Segment Open

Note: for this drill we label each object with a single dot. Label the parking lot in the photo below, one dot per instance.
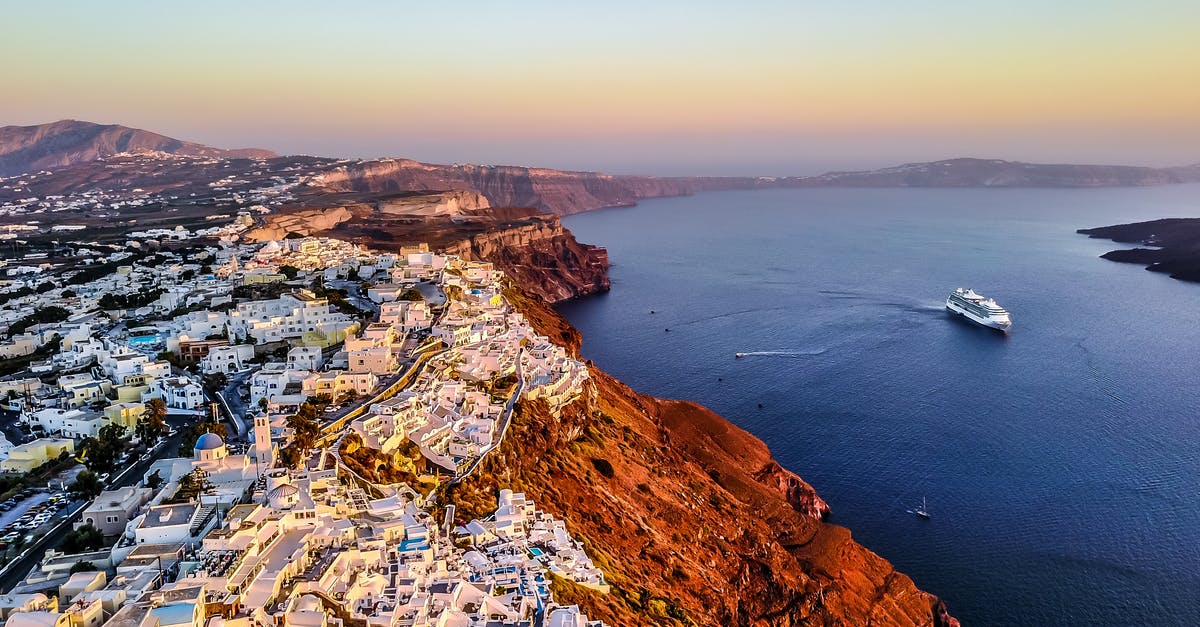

Segment Closed
Segment Open

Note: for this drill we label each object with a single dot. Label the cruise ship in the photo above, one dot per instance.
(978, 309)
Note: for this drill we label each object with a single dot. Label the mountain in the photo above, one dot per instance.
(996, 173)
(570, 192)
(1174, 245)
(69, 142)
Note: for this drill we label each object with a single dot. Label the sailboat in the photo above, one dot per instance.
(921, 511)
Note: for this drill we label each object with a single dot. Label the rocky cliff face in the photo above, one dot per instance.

Segment Closed

Copy the entries above exactly, but only from the line holding "Label the cruise" through the line holding "Label the rocky", both included.

* Reply to the exercise
Note: for this drill we label each object with a single dot. Label the cruise ship in the photo above, one dot per instance.
(978, 309)
Note: for this drill we label each object with a single dot. Label the mountain in the photo above, one dot per instance.
(996, 173)
(570, 192)
(1174, 245)
(69, 142)
Note: for this drill we label each object with a single dot. Label the sailboat in the photo above, one dot per instance.
(921, 511)
Note: for this drill we label each object with a single dot. Label the rocky cliff face in the photo above, one dot per instance.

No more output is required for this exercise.